[Point localization data]
# # # # # # #

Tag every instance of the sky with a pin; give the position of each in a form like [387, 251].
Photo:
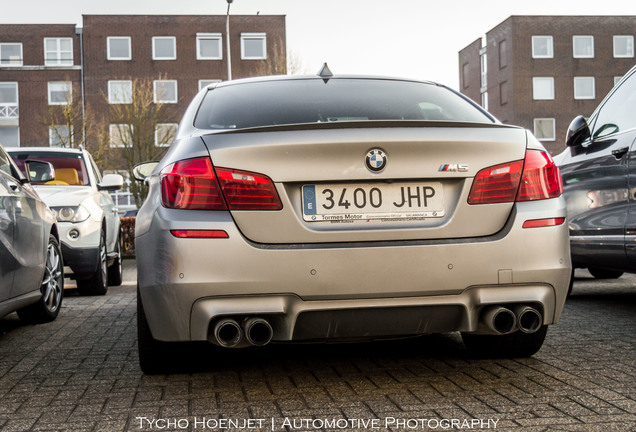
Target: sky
[406, 38]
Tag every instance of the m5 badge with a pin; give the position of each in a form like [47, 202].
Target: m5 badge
[453, 168]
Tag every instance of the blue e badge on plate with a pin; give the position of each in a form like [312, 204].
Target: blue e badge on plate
[309, 199]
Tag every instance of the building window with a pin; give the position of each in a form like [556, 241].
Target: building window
[253, 46]
[60, 93]
[120, 135]
[543, 88]
[119, 92]
[483, 67]
[10, 136]
[60, 136]
[10, 54]
[118, 48]
[503, 93]
[204, 83]
[583, 46]
[209, 46]
[545, 129]
[465, 75]
[58, 52]
[503, 54]
[9, 101]
[165, 91]
[164, 48]
[584, 88]
[623, 46]
[542, 47]
[165, 133]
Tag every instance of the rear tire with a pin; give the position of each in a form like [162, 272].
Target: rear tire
[517, 344]
[154, 355]
[47, 308]
[97, 284]
[604, 274]
[114, 271]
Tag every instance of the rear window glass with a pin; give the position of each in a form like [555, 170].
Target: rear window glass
[272, 103]
[69, 168]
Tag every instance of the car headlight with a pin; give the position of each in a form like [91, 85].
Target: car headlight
[71, 214]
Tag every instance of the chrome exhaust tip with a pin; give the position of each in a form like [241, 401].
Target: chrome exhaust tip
[258, 331]
[529, 319]
[499, 319]
[228, 333]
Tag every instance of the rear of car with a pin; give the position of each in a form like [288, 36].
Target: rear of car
[87, 217]
[31, 273]
[311, 209]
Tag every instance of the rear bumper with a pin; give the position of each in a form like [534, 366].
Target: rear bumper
[82, 261]
[353, 291]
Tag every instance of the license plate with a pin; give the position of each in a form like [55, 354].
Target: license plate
[350, 202]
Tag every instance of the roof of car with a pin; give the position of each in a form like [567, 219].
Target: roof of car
[46, 149]
[312, 77]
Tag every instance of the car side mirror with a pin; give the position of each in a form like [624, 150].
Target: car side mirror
[143, 170]
[111, 182]
[578, 132]
[39, 171]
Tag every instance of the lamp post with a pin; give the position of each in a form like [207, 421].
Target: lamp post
[227, 40]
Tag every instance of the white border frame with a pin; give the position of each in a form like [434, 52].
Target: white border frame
[21, 55]
[262, 37]
[614, 46]
[209, 36]
[58, 61]
[550, 53]
[581, 37]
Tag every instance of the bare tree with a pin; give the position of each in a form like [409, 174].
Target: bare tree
[137, 130]
[65, 119]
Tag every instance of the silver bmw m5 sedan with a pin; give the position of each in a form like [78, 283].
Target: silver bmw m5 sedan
[338, 208]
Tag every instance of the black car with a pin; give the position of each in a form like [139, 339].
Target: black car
[599, 180]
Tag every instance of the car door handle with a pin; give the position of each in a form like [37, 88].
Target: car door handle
[619, 153]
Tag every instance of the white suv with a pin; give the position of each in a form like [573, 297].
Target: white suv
[87, 218]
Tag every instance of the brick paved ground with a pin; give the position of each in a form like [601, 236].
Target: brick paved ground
[80, 373]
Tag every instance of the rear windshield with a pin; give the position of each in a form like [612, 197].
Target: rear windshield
[271, 103]
[69, 168]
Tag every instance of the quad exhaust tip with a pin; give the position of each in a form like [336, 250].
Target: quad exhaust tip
[258, 331]
[229, 333]
[529, 320]
[502, 320]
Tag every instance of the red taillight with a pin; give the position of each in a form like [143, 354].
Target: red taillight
[539, 223]
[541, 177]
[199, 233]
[248, 191]
[535, 178]
[497, 184]
[191, 185]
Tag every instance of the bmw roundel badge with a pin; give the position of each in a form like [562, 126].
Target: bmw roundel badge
[376, 160]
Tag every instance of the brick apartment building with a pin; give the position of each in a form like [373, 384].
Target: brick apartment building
[540, 72]
[43, 65]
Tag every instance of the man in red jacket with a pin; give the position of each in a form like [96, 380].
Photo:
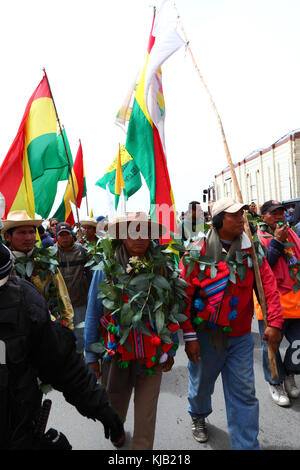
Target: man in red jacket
[223, 342]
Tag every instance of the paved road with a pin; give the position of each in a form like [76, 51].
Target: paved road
[279, 427]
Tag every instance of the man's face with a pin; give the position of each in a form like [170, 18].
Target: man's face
[90, 232]
[136, 247]
[53, 225]
[233, 225]
[65, 239]
[272, 218]
[22, 238]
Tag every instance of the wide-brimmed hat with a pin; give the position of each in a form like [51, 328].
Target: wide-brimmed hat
[6, 260]
[18, 219]
[227, 205]
[135, 225]
[63, 227]
[89, 221]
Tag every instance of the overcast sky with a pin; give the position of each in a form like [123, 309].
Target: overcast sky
[247, 50]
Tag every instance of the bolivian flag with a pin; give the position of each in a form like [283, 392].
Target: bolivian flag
[145, 139]
[64, 212]
[33, 166]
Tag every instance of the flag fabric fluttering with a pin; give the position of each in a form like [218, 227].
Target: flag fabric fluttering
[32, 167]
[64, 212]
[124, 113]
[131, 175]
[120, 204]
[63, 146]
[145, 138]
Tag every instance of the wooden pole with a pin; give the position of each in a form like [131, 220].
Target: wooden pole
[261, 293]
[86, 200]
[69, 164]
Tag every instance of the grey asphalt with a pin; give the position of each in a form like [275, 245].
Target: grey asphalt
[279, 427]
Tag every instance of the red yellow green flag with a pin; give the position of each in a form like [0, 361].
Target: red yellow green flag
[33, 166]
[145, 140]
[64, 212]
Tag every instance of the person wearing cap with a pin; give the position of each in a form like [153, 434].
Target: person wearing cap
[120, 383]
[19, 231]
[38, 348]
[72, 259]
[273, 234]
[225, 344]
[89, 226]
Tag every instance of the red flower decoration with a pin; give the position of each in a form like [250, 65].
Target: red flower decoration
[155, 340]
[210, 309]
[222, 266]
[173, 327]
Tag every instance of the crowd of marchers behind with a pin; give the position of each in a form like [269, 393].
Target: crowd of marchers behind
[51, 313]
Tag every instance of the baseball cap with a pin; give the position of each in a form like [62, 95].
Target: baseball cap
[227, 205]
[63, 227]
[270, 206]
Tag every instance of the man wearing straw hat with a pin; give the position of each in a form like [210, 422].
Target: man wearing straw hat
[218, 337]
[19, 231]
[133, 234]
[89, 226]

# # # # # # #

■ **Your goal**
Each line above is to be copied exactly, and the pictures are to be dropped.

■ **Task response**
Tag every instance of the sky with a pin; give the position of each in a form like [387, 251].
Photo:
Target: sky
[406, 38]
Tag every instance of the m5 badge with a pin; give the position of each in a form like [47, 202].
Target: m5 badge
[453, 168]
Tag every instance of the blue e badge on plate with a pin; give the position of each in a form like [312, 204].
Target: blue e badge on plate
[309, 199]
Tag every instance of the building window with a pin; give the position of each in a form like [556, 241].
Target: building window
[253, 46]
[60, 93]
[120, 135]
[543, 88]
[119, 92]
[483, 67]
[10, 136]
[60, 136]
[10, 54]
[118, 48]
[503, 93]
[204, 83]
[583, 46]
[209, 46]
[545, 129]
[465, 75]
[58, 52]
[503, 54]
[9, 101]
[165, 91]
[164, 48]
[584, 88]
[623, 46]
[542, 47]
[165, 133]
Tag every instance of the rear tire with a pin; give the position of each in a form like [162, 272].
Target: rear tire
[517, 344]
[154, 355]
[47, 308]
[97, 284]
[604, 274]
[114, 271]
Tag every instance of the rear window glass with a pin; give the position of each in a form like [555, 170].
Target: rear window glass
[272, 103]
[69, 168]
Tag every instance of the car headlight with a pin; give the position of each in a form like [91, 85].
Target: car headlight
[71, 214]
Tag every instance of the chrome exhaust tip with a pin; give the position of each in a form like [241, 401].
Target: chrome exhaust tip
[258, 331]
[529, 319]
[499, 319]
[228, 333]
Tag every instance of the rear of car with a pin; give the position of each in a form like [288, 36].
Target: rear of car
[87, 217]
[31, 273]
[311, 209]
Tag every instance of the rear bumper with a pin; give the position of each in a form like [534, 366].
Target: rear bumper
[82, 261]
[353, 291]
Tag every instance of the license plate with a pin; give the position of each in a form like [55, 354].
Target: license plate
[350, 202]
Tag every instance of the roof of car with a pin; give the position of each in a form like [567, 219].
Target: roof of car
[46, 149]
[312, 77]
Tag every instance of the car side mirror with a pin; give the position of each in a form like [624, 150].
Target: car side mirror
[143, 170]
[111, 182]
[578, 132]
[39, 171]
Tag every instance of the lamp post with a pin; give the position of each in a form like [207, 421].
Target: lamp post
[227, 40]
Tag every instance of the white border frame with a pin; give the position of each in a form like [434, 52].
Target: white border frame
[21, 55]
[262, 37]
[614, 46]
[209, 36]
[58, 61]
[550, 53]
[581, 37]
Tag every instance of the bare tree with a pin; give the position of each in a form like [409, 174].
Target: bare tree
[137, 130]
[65, 119]
Tag every instance of the silver bmw m5 sedan with a pin; give the position of each in a form like [78, 283].
Target: silver bmw m5 sedan
[338, 208]
Tag every instance of the black car with a pin; give the position of each in a form like [139, 339].
Target: black car
[599, 180]
Tag every instance of the car door handle with a pin; give the position of each in a form like [37, 88].
Target: car door handle
[619, 153]
Tag every instance of the white suv with a pin; give the position of each in a form like [573, 297].
Target: white suv
[87, 218]
Tag every instance of the brick paved ground with a pin; give the position of each in a form like [601, 236].
Target: brick paved ground
[80, 373]
Tag every instance of the rear windshield with a pin; give the position of each in a form like [612, 197].
Target: rear windshield
[271, 103]
[69, 168]
Tag every instance of the quad exhaust tip with a pin; give the position of each in a form like [336, 250].
Target: quad exhaust tip
[258, 331]
[229, 333]
[529, 320]
[502, 320]
Tag every instance of the red taillight with a pin; give the position of each in a form like [143, 354].
Target: red taillight
[539, 223]
[541, 177]
[199, 233]
[248, 191]
[535, 178]
[497, 184]
[191, 185]
Tag every instance of the bmw roundel badge with a pin; give the position of each in a form like [562, 126].
Target: bmw roundel badge
[376, 160]
Tag every instance of the brick apartment building with a pin; give the position of each in a form like [373, 384].
Target: brick apartment building
[540, 72]
[43, 65]
Tag every instance of the man in red jacket with a pin; give the position of each in a form like [96, 380].
Photo:
Target: man in red jacket
[223, 342]
Tag every instance of the paved road with a pin; give the position of each in a form like [76, 51].
Target: paved road
[279, 427]
Tag every instance of the man's face with a pin; give the position of each in a form like [170, 18].
Target: man's face
[90, 232]
[136, 247]
[53, 225]
[233, 225]
[65, 239]
[272, 218]
[22, 238]
Tag every instance of the wide-brimmed hat with a pin; give the position of each in a form like [51, 328].
Target: wide-brimmed hat
[6, 260]
[18, 219]
[227, 205]
[135, 225]
[63, 227]
[89, 221]
Tag every instance of the overcast sky with a pin; give the position of each in a form like [123, 309].
Target: overcast sky
[247, 50]
Tag every instance of the bolivian flag with a pin; give the position of each in a form like [283, 392].
Target: bolivian flag
[145, 139]
[64, 212]
[33, 166]
Tag every instance of the flag fabric fluttering with a pin; give the position of each in a form like [218, 227].
Target: flag fabric fluttering
[32, 167]
[64, 212]
[124, 113]
[131, 175]
[120, 204]
[63, 146]
[145, 138]
Tag every instance of the wooden pole with a pin; give the position of each in a form like [131, 220].
Target: wooden pole
[261, 293]
[86, 200]
[69, 164]
Tag every instance of the grey asphalt with a pin; give the position of each in a form like [275, 245].
Target: grey asphalt
[279, 427]
Tag every instance of the red yellow green flag with a pin; give the position of each in a form like [0, 361].
Target: red yellow green flag
[33, 166]
[145, 140]
[64, 212]
Tag every instance of the person wearing cap with a pin; give the position of each in a form like [153, 434].
Target: person wearing cap
[120, 383]
[19, 231]
[38, 348]
[72, 259]
[273, 234]
[225, 344]
[89, 226]
Tag every instance of the red flower decoration with a pin; give the position of each in a form like [250, 65].
Target: red flower decoration
[155, 340]
[210, 309]
[222, 266]
[173, 327]
Tag every instance of the crowd of marchers behind with a pin; give the position of each in a form like [269, 393].
Target: crowd of marchers behind
[51, 313]
Tag every instance of the baseball cap with a pin; give the position of each in a form like [62, 95].
Target: baseball cap
[227, 205]
[63, 227]
[270, 206]
Tag every instance of the man wearing straw hat with a pin; give the position of each in a form like [210, 422].
Target: man wearing straw hat
[218, 337]
[19, 231]
[133, 234]
[89, 226]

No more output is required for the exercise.